To do ▸ Set down exactly, and only, the lines from the one with "Can you see the white rose" to the final line of the entries, both included.

** start Data supplied **

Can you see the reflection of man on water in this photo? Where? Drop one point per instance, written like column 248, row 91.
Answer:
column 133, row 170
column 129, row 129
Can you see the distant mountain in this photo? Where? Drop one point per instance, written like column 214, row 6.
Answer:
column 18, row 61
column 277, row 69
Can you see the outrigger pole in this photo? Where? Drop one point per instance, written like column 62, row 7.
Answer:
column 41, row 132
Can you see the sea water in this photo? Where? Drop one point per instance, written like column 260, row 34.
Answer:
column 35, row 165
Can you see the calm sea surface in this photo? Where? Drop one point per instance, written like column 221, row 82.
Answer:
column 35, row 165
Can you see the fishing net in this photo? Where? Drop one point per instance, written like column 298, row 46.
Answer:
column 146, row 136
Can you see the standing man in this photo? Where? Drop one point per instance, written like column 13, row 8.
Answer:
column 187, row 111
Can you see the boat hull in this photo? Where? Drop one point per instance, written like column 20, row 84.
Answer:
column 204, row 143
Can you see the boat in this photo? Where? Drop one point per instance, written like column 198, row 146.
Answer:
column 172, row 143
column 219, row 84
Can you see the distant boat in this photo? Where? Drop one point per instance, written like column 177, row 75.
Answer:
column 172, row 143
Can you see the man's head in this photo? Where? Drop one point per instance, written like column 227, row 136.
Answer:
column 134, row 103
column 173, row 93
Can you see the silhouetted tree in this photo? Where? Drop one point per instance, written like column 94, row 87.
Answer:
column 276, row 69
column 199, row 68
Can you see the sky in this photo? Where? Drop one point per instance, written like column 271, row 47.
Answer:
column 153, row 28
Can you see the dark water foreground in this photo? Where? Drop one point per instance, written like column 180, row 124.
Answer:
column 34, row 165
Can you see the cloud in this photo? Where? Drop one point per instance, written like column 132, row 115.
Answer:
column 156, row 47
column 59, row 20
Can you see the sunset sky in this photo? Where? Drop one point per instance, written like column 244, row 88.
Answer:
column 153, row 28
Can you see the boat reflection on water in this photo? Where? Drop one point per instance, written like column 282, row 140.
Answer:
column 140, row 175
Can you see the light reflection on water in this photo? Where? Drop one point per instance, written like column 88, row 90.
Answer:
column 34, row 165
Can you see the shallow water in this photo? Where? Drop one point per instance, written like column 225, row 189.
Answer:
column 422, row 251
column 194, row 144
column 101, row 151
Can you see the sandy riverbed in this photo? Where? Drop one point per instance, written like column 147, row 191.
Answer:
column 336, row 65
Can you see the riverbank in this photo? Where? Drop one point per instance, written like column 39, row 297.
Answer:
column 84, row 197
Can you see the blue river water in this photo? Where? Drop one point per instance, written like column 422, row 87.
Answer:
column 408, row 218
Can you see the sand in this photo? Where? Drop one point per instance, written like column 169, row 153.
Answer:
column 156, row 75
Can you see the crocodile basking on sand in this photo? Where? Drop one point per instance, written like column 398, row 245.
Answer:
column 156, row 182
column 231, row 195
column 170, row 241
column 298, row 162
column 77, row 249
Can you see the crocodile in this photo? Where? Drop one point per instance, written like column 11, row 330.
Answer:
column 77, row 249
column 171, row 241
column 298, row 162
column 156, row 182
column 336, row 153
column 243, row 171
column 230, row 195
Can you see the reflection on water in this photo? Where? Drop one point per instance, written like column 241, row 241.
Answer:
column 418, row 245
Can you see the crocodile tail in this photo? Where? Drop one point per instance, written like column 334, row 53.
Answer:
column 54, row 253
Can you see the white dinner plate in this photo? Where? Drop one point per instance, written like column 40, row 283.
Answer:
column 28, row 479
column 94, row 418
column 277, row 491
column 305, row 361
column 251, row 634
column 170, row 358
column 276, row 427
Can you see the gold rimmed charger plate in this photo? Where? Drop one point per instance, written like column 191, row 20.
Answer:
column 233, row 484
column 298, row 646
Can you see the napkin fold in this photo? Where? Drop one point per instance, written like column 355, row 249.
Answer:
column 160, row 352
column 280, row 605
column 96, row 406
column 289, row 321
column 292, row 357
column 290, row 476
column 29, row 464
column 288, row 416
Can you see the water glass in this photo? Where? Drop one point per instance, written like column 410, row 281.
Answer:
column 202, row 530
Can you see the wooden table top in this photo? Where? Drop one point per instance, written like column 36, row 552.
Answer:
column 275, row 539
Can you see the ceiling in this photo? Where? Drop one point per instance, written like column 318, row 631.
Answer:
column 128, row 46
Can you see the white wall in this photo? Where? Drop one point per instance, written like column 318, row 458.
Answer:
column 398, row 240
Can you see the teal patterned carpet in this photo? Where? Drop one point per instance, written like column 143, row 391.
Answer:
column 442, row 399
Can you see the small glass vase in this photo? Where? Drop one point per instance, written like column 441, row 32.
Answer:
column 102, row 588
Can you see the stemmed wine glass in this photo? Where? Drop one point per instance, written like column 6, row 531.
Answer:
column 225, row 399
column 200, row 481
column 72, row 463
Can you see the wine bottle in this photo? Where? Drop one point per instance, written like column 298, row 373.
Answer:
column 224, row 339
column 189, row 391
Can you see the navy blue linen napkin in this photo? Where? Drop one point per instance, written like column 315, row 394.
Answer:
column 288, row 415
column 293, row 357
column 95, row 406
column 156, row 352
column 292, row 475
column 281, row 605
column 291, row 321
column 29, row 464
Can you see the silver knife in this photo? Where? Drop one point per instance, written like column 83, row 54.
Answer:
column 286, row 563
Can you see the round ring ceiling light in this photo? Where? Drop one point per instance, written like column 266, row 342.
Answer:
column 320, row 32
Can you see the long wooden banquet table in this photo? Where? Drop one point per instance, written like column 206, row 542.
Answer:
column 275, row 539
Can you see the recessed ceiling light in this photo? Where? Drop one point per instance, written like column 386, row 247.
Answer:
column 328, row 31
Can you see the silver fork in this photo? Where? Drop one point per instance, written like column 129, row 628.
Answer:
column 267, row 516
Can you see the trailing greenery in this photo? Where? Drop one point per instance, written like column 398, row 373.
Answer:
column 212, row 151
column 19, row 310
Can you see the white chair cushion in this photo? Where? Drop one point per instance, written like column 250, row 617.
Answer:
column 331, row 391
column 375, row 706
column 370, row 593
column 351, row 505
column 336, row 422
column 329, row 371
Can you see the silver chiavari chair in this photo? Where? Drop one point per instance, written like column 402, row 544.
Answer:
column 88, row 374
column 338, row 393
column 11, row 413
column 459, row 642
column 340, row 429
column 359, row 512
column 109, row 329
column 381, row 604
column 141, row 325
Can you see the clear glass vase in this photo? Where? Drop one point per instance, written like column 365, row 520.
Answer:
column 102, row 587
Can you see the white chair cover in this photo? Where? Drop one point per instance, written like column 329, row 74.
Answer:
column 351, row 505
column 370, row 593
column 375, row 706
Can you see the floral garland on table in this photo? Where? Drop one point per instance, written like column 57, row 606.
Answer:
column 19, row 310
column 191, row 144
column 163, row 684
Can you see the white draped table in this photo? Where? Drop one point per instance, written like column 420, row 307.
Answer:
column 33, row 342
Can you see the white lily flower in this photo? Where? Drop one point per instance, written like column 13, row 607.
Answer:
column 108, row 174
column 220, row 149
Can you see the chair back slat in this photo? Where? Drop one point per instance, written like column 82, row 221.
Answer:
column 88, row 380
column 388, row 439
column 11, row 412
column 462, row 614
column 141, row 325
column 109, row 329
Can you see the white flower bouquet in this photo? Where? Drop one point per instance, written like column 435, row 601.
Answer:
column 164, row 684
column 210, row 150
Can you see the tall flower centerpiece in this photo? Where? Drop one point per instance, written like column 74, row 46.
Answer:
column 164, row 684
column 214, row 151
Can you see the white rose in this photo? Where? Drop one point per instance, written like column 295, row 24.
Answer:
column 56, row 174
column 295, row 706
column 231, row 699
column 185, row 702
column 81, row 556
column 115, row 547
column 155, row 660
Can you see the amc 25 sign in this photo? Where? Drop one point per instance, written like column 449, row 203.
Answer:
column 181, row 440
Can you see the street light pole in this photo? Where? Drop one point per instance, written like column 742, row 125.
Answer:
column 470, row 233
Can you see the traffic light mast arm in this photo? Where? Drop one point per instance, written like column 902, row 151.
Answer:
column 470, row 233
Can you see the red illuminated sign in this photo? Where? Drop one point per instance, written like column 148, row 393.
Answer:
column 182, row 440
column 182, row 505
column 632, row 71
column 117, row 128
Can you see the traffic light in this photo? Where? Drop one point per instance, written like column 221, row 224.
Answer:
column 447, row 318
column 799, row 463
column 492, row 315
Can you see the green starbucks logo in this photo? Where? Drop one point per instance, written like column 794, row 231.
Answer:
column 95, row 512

** end Data supplied **

Exercise answer ▸
Can you see the white rose in this photo? Where? Drop one point per instance, written like column 295, row 24.
Answer:
column 56, row 174
column 295, row 706
column 231, row 699
column 185, row 702
column 81, row 556
column 115, row 547
column 155, row 660
Can you see the amc 25 sign in this photo? Where? Drop one point per instance, written like column 449, row 203.
Answer:
column 181, row 440
Can you see the street light pole in this photo? Where? Drop one point per instance, written like column 742, row 125.
Answer:
column 470, row 233
Can you see the traffic light mast arm in this photo? Where? Drop one point per instance, written like column 902, row 151.
Answer:
column 470, row 233
Can you see the red illuminated sign in this photo? Where? Drop one point per instance, written like column 148, row 393.
Answer:
column 182, row 440
column 182, row 505
column 632, row 71
column 117, row 128
Can you see the traffic light in this photo? Where? Drop one point per instance, written like column 221, row 224.
Answer:
column 447, row 318
column 799, row 463
column 492, row 315
Can you see the green starbucks logo in this photo? Where? Drop one point per instance, written like column 794, row 231.
Answer:
column 95, row 512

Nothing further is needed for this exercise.